** SUPPLIED RECORDS **

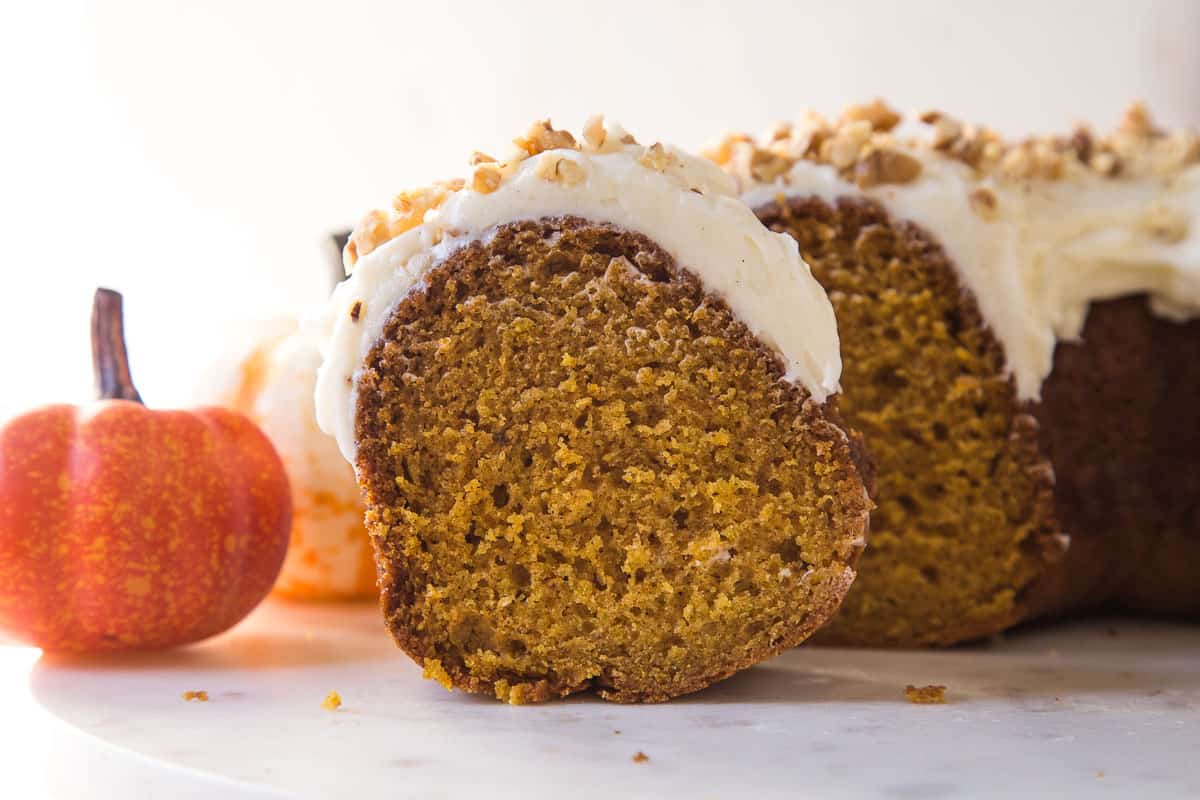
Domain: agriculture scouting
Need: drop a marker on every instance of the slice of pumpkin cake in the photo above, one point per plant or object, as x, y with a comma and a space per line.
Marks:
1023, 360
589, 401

** STATED EXERCISE **
Rewrite every line of the rows above as a numbered list, skipping blank lines and leaving out the pictures.

** RESPONSE FOR THIS EXERCISE **
1. Domain: agriculture scouting
2. Need: drop a marker on every instance of the slice of pumpkin cake in the photo above, one point per plant or object, as x, y with a comma and a space per line.
3. Marks:
4. 1023, 360
5. 589, 401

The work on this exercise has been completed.